▸ **Source extract**:
= Disposable income =

Total personal income minus current income taxes

Disposable income is total personal income minus current taxes on income. In national accounting, personal income minus the taxes on that income equals disposable income. Subtracting personal outlays for food, housing, transportation, and other forms of personal consumption expenditure yields personal savings.

The U.S. Bureau of Economic Analysis defines disposable personal income as personal income less personal current taxes. In July 2026, it estimated disposable personal income rose 0.5 percent from the preceding month, while personal saving was $712.0 billion and the personal saving rate, measured as personal saving as a percentage of disposable personal income, was 3.0 percent.

Restated, consumption expenditure plus savings equals disposable income after accounting for transfers such as payments to children in school or elderly parents' living and care arrangements.

The marginal propensity to consume (MPC) is the fraction of a change in disposable income that is consumed. For example, if disposable income rises by $100, and $65 of that $100 is consumed, the MPC is 65%. Restated, the marginal propensity to save is 35%.

For the purposes of calculating the amount of income subject to garnishments, United States' federal law defines disposable income as an individual's compensation (including salary, overtime, bonuses, commission, and paid leave) after the deduction of health insurance premiums and any amounts required to be deducted by law. Amounts required to be deducted by law include federal, state, and local taxes, state unemployment and disability taxes, social security taxes, and other garnishments or levies, but does not include such deductions as voluntary retirement contributions and transportation deductions. Those deductions would be made only after calculating the amount of the garnishment or levy. The definition of disposable income varies for the purpose of state and local garnishments and levies.

The consumer leverage ratio is the expression of the ratio of total household debt to disposable income.

==Meanings of disposable income==
Disposable income can be understood as:
- National disposable income of a country: The national income minus current transfers (current taxes on income, wealth etc., social contributions, social benefits and other current transfers), plus current transfers receivable by resident units from the rest of the world.
- Disposable personal (or family/household) income: The income that individuals or households have for their spending.

==Discretionary income==
Discretionary income is disposable income (after-tax income), minus all payments that are necessary to meet current bills. It is total personal income after subtracting taxes and minimal survival expenses (such as food, medicine, rent or mortgage, utilities, insurance, transportation, property maintenance, child support, etc.) to maintain a certain standard of living. Expenses that persist with zero income are termed autonomous consumption. Discretionary income is the amount of an individual's income available for spending after the essentials have been taken care of:

$\text{Discretionary income}$
$= (\text{Gross income} - \text{taxes}) - \text{all compelled payments}$
$= (\text{Disposable income}) - \text{autonomous spending}$

The term disposable income is often incorrectly used to denote discretionary income. For example, people commonly refer to disposable income as the amount of "play money" left to spend or save.

== In the national accounts ==
The system of national accounts defined the concept of disposable income for all institutional sectors of the economy. For corporations it is equal to profit retained, and for the government it is equal to taxes + income received from public corporation. The sum of disposable income across all institutional sectors is called the national disposable income.

▸ **Dataset**:
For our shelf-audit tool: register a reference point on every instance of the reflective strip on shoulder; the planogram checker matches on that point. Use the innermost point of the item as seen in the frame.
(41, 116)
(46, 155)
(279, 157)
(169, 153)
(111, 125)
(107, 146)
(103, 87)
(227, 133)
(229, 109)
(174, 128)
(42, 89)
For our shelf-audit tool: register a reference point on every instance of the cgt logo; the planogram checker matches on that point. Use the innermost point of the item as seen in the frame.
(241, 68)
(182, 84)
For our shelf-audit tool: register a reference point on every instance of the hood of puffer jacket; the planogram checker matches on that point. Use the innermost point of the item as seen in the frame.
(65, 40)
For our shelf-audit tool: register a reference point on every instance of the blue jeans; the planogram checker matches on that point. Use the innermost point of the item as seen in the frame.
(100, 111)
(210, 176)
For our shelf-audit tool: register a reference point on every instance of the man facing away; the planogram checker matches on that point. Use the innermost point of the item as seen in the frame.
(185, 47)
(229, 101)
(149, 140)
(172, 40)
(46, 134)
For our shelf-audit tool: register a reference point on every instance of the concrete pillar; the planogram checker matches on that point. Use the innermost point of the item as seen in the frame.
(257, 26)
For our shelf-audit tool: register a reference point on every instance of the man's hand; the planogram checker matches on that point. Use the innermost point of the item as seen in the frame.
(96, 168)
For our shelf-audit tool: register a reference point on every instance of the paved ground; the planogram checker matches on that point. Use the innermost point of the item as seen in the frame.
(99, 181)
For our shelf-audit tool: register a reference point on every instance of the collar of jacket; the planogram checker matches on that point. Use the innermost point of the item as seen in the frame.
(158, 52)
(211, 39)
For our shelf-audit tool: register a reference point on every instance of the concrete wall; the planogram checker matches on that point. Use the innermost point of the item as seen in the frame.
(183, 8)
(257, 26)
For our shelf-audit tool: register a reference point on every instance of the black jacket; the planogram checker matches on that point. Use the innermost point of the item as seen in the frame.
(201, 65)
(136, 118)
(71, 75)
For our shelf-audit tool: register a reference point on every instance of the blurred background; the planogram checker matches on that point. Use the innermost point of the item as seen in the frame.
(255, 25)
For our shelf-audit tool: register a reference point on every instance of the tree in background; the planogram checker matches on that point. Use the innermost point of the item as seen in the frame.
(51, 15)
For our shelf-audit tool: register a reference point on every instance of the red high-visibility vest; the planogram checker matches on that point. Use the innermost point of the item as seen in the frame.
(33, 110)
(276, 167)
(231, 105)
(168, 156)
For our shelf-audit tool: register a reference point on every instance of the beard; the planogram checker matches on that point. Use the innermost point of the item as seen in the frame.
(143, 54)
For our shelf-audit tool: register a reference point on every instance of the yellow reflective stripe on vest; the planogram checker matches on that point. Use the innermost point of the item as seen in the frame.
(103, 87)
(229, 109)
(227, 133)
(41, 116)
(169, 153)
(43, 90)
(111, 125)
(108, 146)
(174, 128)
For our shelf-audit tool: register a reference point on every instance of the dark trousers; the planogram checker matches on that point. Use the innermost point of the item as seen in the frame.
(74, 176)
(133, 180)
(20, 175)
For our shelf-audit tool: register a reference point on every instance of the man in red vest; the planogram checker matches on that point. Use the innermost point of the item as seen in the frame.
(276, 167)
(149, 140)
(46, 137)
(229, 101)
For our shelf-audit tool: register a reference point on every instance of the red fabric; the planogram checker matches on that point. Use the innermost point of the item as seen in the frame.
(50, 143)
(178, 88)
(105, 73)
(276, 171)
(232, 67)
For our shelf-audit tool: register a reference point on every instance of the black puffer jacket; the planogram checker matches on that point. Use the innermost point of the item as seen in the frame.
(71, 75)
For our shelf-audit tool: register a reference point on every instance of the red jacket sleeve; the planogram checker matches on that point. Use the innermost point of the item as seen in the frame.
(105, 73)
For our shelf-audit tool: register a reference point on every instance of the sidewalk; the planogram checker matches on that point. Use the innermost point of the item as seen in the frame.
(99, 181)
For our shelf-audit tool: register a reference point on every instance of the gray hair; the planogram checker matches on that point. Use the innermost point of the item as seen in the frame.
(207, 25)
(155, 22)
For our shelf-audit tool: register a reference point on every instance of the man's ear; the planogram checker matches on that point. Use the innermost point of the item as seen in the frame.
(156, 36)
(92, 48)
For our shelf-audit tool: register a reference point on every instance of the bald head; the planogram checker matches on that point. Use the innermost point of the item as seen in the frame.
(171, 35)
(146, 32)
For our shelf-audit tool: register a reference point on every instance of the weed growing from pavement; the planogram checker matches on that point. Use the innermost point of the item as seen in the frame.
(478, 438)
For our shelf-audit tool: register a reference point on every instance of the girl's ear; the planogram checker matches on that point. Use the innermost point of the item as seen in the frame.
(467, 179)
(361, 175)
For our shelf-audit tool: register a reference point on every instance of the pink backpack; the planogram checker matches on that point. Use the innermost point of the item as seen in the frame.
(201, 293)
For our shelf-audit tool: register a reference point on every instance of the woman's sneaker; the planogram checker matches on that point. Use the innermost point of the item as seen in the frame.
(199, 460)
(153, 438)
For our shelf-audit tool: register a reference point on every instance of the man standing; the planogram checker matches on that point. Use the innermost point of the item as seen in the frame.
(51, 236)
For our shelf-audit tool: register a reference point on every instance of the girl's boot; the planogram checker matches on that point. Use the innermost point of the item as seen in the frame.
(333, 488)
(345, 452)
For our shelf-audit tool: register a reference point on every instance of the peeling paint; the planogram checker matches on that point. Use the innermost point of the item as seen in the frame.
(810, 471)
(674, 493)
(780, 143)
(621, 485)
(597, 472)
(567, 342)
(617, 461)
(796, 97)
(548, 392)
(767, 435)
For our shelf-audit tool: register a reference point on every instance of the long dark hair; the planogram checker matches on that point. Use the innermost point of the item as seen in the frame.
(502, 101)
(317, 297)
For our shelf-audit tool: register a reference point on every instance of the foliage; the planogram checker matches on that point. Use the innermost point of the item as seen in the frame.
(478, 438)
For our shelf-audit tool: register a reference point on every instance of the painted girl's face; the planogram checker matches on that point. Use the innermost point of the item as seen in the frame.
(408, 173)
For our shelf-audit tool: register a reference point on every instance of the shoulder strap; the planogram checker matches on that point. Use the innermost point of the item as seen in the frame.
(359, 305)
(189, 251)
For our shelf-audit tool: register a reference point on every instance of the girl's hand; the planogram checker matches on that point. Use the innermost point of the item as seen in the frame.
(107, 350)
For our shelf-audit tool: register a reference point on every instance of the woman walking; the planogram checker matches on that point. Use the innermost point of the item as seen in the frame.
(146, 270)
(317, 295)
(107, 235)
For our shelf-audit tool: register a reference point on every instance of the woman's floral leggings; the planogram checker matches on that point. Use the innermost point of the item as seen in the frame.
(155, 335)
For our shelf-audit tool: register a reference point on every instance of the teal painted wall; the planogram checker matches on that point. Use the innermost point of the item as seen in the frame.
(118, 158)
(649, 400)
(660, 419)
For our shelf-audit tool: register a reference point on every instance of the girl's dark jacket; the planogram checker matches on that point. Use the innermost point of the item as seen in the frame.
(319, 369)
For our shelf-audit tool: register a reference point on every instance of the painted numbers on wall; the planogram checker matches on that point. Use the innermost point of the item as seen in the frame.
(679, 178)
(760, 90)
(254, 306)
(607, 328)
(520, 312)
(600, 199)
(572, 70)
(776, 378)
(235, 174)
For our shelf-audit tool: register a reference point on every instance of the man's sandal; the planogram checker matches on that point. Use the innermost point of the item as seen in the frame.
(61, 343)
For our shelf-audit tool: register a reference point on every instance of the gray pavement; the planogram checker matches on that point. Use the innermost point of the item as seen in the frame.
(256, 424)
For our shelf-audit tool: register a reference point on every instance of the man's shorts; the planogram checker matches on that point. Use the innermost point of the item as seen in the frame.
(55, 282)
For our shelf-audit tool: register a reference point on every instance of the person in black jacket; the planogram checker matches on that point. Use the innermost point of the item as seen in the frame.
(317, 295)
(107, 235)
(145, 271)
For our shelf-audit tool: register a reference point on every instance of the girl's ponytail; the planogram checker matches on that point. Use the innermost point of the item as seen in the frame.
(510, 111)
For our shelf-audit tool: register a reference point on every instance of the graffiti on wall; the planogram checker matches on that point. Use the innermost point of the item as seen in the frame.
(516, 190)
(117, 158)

▸ **Exercise details**:
Can you output the passage of the disposable income text from "The U.S. Bureau" up to and including "and care arrangements.", copied word for word?

▸ **Result of this exercise**:
The U.S. Bureau of Economic Analysis defines disposable personal income as personal income less personal current taxes. In July 2026, it estimated disposable personal income rose 0.5 percent from the preceding month, while personal saving was $712.0 billion and the personal saving rate, measured as personal saving as a percentage of disposable personal income, was 3.0 percent.

Restated, consumption expenditure plus savings equals disposable income after accounting for transfers such as payments to children in school or elderly parents' living and care arrangements.